**CONSIGNE A:** D'après l'extrait sur les anciennes décharges, combien en existerait-il selon le chercheur du CNRS ?
**CONSIGNE B:** Extrayez chaque ligne qui contient la chaîne "before".

**EXTRAIT DU TEXTE:**
━━━━━━━━━━━━━━━━

Une décharge par commune... ou plus

Selon François Braud, avocat spécialiste du droit de l'environnement et de l'urbanisme en charge de plusieurs dossiers sur le sujet -dont celui d'un acheteur qui a découvert lors de travaux la présence de déchets sous son terrain, décharge par ailleurs ignorée par l'ancien propriétaire- de nombreux sites sont tout simplement ignorés. "Si une ancienne décharge pose problème, elle est donc déjà recensée. Mais si ces sites-là sont surveillés, le problème des décharges "sauvages" reste entier. Oubliées, elles sont hors radar." Et selon lui, ces sites pulluleraient sur le territoire.

"On peut se poser la question d'une dans chaque village ou regroupement de communes, voire plusieurs par municipalité. À chaque maire il faudrait demander où se trouve l'ancienne décharge. Mais il semble difficile pour un nouvel élu de savoir ce qu'il s'est passé il y a plus de trente ans."

Elles pourraient même être bien plus nombreuses. Selon un chercheur du CNRS, qui préfère garder l'anonymat, il existerait entre 60.000 et 80.000 anciennes décharges. "Certaines ont été résorbées, d'autres sont en cours." Mais un grand nombre d'entre elles seraient laissées à l'abandon. "Le problème est ingérable, ajoute-t-il. C'est impossible à nettoyer. Certaines grandes villes en ont plusieurs dizaines." Aucune liste officielle ne recense cependant de manière exhaustive ces sites.

"La mémoire de ces sites s'est perdue"

Si certaines de ces anciennes décharges communales ont à l'époque été ouvertes sur autorisation préfectorale, d'autres, dites "brutes", ont bénéficié d'une tolérance. "Les décharges non autorisées sont des installations qui font l'objet d'apports réguliers de déchets et sont exploitées, en règle générale, par les collectivités, ou laissées à disposition pour l'apport de déchets par les particuliers", définit le ministère de l'Environnement.

Et si la plupart contiennent des ordures ménagères, certaines TPE, PME et petits entrepreneurs y ont également jeté leurs déchets. Il est difficile d'estimer le nombre de ces sites dormants.

━━━━━━━━━━━━━━━━

**LIGNES À TRAITER:**
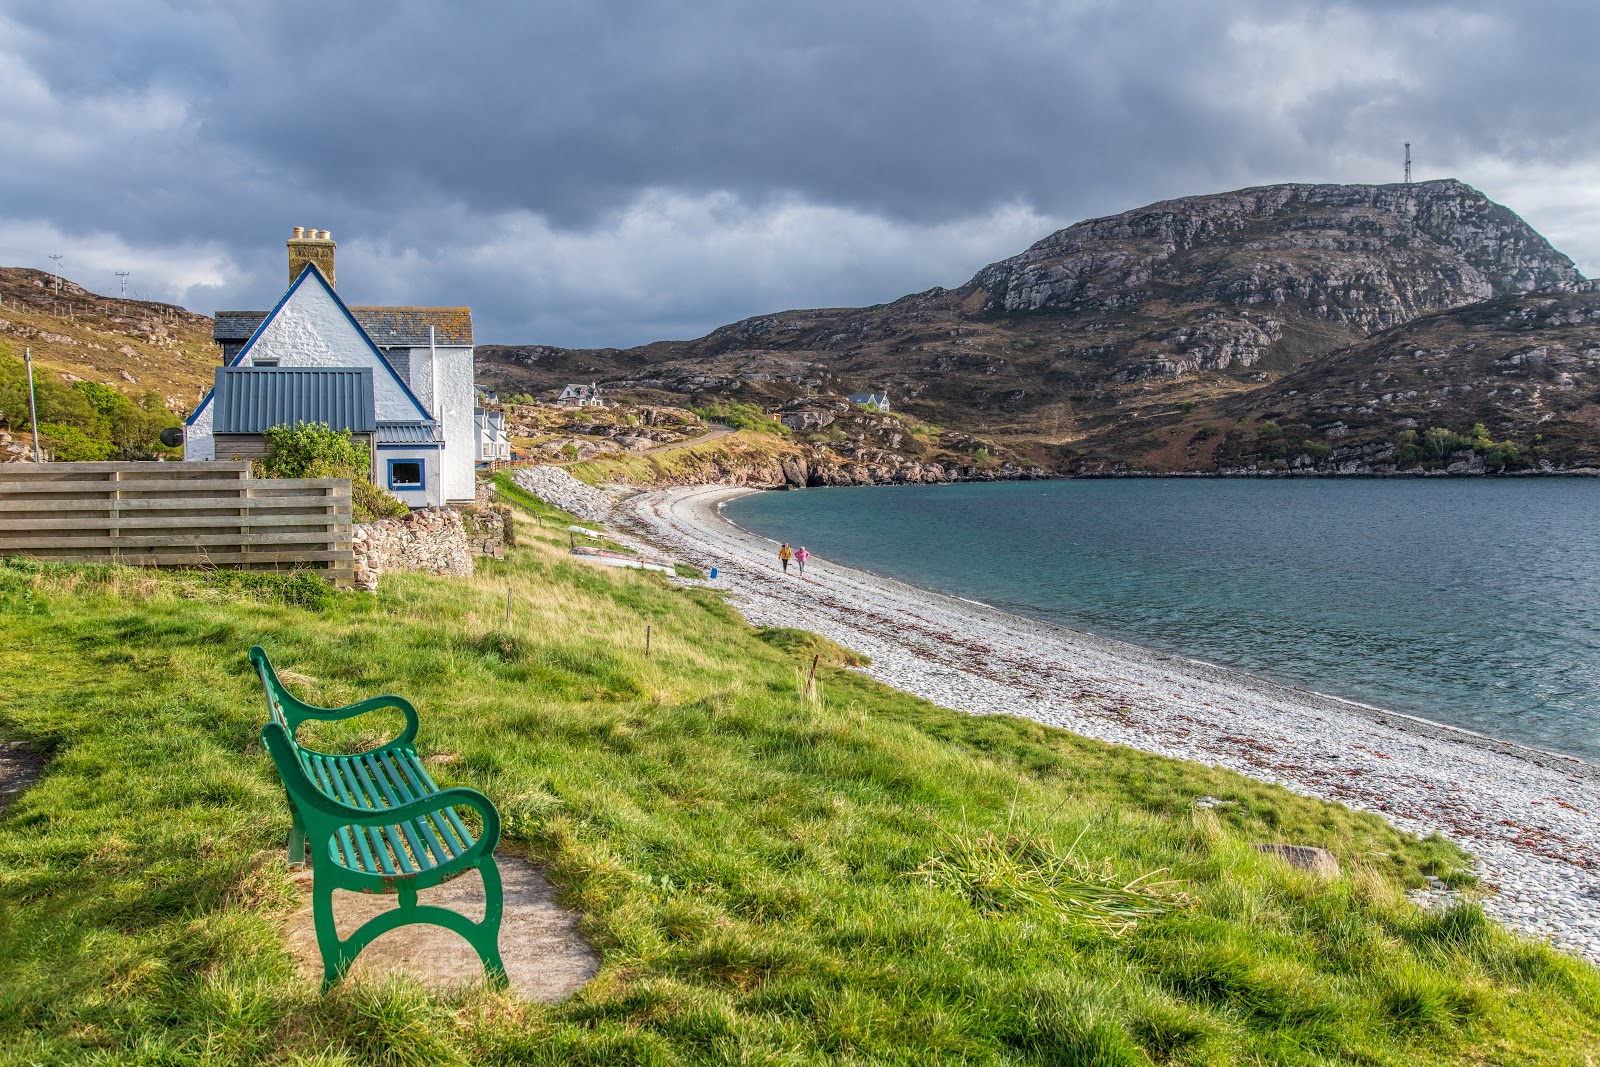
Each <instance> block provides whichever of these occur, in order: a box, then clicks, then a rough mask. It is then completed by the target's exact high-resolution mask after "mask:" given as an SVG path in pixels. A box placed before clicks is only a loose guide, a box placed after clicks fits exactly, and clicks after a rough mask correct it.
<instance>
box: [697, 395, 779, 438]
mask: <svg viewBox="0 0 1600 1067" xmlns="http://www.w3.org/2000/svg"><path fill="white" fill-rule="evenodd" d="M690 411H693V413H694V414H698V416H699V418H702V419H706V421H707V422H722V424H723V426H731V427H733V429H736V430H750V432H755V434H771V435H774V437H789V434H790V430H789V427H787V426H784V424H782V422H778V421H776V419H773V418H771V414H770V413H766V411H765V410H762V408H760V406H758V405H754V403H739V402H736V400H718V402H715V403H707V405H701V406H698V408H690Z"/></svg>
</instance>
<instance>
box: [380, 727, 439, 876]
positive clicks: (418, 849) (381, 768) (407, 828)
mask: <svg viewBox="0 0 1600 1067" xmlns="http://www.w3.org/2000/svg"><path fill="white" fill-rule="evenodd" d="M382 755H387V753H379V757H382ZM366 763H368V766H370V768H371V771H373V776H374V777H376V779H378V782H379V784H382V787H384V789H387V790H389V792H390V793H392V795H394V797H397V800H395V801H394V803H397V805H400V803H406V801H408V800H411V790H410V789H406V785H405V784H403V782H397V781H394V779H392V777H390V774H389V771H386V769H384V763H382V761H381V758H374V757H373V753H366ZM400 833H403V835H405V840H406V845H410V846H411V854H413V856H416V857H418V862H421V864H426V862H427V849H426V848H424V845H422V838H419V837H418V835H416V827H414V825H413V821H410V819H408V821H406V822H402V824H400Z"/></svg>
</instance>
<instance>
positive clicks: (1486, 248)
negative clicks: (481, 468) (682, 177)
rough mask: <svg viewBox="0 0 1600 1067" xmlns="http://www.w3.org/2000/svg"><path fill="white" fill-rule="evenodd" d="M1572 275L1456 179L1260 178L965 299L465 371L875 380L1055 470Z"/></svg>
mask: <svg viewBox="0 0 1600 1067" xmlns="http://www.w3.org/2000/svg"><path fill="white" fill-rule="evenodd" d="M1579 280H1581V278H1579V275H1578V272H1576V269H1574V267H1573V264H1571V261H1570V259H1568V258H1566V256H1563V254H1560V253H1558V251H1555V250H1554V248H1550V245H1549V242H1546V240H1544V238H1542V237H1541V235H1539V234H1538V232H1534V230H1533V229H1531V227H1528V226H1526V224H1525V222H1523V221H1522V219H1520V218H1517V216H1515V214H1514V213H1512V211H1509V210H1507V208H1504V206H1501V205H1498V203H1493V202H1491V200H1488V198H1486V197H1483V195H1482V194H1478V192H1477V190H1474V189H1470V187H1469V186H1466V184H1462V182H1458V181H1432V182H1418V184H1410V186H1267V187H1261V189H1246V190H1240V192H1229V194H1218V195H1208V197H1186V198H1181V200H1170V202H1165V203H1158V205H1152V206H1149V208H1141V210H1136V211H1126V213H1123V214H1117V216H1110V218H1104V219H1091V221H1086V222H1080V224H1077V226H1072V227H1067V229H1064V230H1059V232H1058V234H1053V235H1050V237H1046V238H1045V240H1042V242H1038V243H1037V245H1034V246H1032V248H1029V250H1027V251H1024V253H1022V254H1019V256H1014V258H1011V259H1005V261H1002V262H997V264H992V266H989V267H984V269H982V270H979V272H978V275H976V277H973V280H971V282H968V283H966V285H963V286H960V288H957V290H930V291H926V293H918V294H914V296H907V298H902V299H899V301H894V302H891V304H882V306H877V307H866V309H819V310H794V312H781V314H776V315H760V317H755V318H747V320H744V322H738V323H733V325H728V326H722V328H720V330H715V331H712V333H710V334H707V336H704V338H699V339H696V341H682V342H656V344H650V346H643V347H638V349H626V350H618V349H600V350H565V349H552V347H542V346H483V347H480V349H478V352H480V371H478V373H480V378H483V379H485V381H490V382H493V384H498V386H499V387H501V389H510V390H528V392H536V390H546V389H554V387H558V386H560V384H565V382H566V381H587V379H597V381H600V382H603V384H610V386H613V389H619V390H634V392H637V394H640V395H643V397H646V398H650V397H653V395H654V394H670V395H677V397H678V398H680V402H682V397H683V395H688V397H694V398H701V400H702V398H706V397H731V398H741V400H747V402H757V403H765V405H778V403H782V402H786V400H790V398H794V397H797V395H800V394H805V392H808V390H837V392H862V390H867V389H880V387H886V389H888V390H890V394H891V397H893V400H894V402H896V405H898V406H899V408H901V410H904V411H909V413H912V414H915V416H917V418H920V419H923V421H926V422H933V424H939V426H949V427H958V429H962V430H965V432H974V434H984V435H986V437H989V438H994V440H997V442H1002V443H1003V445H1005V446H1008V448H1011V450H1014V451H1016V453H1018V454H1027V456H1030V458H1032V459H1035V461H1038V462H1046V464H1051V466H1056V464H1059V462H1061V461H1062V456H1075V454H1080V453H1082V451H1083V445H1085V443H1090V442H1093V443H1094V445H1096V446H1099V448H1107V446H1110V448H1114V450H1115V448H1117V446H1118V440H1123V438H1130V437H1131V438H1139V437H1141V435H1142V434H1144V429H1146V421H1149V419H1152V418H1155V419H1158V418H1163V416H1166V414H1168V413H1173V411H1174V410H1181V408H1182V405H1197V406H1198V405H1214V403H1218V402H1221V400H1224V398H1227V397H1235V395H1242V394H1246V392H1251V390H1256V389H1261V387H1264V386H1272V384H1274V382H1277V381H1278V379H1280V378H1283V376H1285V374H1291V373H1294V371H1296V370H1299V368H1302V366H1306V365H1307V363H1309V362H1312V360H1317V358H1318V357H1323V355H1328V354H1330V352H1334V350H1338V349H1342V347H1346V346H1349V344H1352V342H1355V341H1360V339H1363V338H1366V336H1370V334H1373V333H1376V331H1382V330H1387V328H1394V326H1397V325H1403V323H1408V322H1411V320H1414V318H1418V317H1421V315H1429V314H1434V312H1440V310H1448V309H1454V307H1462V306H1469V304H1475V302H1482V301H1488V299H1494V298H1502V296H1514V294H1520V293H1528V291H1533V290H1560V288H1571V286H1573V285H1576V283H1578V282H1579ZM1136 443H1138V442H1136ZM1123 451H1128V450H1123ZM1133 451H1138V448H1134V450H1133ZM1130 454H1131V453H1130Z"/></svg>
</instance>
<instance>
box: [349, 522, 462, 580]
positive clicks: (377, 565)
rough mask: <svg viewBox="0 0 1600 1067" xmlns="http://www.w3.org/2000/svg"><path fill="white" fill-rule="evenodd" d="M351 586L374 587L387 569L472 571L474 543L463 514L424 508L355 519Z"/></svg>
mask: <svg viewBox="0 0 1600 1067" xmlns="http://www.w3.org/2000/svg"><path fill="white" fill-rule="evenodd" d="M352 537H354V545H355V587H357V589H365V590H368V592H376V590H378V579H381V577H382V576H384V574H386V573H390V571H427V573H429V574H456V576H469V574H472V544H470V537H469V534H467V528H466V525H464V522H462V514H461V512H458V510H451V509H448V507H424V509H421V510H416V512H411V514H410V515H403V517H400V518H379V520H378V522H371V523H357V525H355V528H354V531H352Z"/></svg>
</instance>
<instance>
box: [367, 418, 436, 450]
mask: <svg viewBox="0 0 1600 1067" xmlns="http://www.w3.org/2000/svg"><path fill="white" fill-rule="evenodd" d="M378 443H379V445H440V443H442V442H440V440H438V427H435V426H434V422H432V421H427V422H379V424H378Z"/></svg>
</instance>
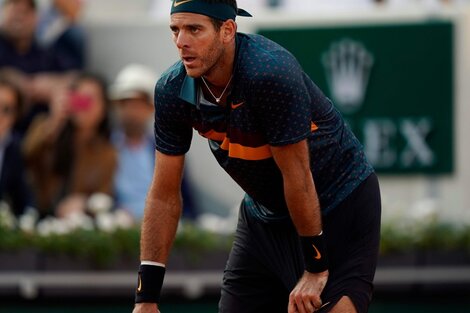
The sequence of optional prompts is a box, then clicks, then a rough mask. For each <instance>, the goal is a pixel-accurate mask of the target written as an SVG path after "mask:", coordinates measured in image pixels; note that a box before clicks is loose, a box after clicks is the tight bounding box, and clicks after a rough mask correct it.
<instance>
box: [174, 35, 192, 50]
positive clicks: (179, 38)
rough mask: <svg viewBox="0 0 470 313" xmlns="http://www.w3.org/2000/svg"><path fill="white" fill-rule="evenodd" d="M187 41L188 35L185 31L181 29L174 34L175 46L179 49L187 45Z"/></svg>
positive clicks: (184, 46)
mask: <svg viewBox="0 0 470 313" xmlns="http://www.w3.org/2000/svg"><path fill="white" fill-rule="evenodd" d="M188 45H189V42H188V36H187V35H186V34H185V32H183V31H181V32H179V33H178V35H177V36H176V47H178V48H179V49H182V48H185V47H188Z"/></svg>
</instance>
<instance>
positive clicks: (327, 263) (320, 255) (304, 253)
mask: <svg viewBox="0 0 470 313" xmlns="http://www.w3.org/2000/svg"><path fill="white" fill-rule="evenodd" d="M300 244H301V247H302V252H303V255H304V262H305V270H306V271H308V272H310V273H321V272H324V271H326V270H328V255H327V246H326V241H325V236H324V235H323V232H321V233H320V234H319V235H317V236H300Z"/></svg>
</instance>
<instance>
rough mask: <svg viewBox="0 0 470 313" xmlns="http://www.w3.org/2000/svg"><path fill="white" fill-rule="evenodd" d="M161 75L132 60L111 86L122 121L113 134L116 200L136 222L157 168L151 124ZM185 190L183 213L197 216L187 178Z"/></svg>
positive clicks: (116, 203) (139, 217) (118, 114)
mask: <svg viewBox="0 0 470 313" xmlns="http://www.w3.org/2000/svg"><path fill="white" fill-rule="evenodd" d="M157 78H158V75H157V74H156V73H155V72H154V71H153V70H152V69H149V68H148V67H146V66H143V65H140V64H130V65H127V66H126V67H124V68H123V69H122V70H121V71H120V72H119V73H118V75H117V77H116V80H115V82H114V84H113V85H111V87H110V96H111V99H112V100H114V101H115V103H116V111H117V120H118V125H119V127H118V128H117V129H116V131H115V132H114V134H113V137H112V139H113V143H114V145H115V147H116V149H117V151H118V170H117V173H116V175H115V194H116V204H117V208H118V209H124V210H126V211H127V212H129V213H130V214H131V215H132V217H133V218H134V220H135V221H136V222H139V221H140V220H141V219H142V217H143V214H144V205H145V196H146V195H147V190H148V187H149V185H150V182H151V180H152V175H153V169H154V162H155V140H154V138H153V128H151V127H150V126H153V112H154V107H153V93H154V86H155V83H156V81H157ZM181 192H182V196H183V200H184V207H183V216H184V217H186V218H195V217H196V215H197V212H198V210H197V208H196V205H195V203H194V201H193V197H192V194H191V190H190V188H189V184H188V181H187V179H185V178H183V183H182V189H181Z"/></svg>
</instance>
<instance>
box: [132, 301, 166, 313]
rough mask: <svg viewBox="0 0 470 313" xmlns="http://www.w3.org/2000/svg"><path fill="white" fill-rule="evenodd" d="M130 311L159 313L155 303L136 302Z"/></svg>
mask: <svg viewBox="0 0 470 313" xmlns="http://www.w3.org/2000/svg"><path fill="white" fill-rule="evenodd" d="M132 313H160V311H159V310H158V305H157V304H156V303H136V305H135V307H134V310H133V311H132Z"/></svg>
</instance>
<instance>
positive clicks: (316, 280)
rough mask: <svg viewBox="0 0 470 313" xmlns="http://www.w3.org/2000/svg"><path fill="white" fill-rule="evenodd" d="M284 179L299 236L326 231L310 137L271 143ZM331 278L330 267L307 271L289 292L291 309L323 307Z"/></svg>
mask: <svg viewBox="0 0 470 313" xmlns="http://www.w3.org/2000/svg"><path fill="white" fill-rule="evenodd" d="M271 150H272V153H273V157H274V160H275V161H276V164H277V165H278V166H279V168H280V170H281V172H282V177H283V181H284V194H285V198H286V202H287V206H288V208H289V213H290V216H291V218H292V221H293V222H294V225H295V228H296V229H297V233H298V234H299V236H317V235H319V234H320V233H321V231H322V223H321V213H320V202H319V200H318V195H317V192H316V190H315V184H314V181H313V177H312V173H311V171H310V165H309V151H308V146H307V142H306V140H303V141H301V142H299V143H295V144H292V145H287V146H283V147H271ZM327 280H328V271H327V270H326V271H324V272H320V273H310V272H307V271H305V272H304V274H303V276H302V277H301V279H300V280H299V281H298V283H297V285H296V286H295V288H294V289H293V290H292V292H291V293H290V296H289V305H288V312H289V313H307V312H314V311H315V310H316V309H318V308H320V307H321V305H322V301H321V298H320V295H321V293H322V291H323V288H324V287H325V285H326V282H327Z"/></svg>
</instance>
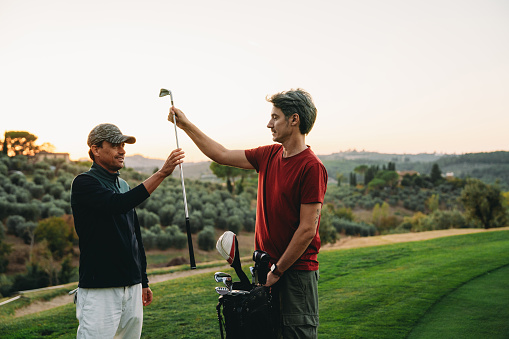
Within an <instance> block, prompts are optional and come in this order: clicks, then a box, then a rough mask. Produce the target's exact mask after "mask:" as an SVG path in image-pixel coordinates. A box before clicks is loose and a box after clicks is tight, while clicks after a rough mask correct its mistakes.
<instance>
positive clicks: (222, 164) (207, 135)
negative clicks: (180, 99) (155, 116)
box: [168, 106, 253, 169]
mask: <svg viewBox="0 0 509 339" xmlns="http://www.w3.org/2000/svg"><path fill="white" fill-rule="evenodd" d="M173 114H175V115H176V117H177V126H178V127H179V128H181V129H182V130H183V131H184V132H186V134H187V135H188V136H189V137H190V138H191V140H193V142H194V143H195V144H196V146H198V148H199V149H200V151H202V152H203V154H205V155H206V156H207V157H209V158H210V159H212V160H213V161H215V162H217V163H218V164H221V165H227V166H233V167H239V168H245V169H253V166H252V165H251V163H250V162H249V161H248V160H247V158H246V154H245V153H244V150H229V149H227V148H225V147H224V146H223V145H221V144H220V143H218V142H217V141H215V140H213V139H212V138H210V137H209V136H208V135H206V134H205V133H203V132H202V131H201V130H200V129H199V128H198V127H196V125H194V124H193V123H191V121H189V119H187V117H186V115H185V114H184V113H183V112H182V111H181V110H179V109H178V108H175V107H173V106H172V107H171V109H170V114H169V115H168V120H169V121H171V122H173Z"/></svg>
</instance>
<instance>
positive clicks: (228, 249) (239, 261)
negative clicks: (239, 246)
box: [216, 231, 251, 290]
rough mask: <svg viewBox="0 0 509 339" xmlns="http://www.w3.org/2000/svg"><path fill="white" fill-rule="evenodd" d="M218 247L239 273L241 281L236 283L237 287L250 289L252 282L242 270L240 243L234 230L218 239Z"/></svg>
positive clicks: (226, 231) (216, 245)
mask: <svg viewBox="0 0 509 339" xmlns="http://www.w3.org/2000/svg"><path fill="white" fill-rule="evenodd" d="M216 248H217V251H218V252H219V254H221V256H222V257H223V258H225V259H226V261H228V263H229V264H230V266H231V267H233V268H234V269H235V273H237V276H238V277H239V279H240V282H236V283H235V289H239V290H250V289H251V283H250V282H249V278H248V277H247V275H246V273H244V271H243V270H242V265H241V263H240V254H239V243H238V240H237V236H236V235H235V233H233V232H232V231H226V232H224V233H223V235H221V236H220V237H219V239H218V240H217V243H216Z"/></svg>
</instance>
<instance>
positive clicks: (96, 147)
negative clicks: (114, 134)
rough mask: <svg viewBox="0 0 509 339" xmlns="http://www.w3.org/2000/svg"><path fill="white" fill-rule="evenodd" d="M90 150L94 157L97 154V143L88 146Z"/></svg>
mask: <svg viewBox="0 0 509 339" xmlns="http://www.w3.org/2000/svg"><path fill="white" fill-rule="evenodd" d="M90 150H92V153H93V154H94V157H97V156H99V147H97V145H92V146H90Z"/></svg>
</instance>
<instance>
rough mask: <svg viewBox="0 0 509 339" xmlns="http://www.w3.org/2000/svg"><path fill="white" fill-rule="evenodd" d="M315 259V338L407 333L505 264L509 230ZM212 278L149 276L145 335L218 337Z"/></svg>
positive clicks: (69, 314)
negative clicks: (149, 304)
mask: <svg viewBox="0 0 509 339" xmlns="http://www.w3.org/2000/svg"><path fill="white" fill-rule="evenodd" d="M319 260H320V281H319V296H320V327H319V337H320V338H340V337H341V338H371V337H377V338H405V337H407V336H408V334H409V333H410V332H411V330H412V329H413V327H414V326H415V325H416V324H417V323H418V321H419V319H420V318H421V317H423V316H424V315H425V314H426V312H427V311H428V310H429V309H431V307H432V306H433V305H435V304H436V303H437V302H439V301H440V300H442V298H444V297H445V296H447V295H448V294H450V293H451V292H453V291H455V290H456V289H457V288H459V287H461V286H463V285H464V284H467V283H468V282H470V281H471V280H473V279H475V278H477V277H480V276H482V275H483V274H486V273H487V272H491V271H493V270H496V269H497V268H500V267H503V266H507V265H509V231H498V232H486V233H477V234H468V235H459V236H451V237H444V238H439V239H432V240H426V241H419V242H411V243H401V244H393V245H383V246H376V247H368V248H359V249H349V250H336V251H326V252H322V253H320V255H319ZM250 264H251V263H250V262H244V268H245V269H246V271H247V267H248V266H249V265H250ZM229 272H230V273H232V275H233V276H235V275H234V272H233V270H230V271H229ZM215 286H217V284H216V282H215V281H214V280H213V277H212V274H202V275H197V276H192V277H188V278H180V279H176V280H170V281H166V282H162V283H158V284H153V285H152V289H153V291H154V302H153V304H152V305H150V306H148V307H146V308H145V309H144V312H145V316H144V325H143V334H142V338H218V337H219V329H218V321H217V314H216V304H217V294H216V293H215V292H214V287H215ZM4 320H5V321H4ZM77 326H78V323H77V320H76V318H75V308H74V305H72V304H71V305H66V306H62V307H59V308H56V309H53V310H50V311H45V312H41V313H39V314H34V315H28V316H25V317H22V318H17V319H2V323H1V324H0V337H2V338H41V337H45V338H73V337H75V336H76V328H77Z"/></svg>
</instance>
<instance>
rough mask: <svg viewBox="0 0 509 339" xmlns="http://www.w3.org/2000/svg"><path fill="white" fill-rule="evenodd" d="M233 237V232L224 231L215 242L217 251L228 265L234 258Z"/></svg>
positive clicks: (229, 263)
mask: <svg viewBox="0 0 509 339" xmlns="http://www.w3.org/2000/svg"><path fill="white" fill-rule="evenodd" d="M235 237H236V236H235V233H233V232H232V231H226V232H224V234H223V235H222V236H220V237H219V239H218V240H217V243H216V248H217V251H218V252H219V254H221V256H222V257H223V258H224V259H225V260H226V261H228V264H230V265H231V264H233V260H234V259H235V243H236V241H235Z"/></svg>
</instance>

━━━━━━━━━━━━━━━━

**RÉPONSE A:** Entre 60.000 et 80.000.

**RÉPONSE B:**
Each <instance> block provides whichever of these occur, in order: a box, then clicks, then a rough mask. It is then completed by the target's exact high-resolution mask after "mask:" given as an SVG path in pixels. A box placed before clicks is only a loose guide, a box placed after clicks fits exactly, and clicks after a rough mask correct it.
The sequence of optional prompts is a box, then clicks, then a rough mask. For each <instance>, the goal is a pixel-accurate mask of the target written as an SVG path after "mask:", coordinates measured in image pixels; note that a box before clicks is loose, a box after clicks is the tight bounding box, and clicks after a rough mask correct it.
Within an <instance> block, prompts are optional and come in this order: clicks, then a box, then a rough mask. Produce the target's exact mask after "mask:" as an SVG path in image-pixel coordinates. A box before clicks is loose and a box after clicks is tight, while clicks after a rough mask correct its mistakes.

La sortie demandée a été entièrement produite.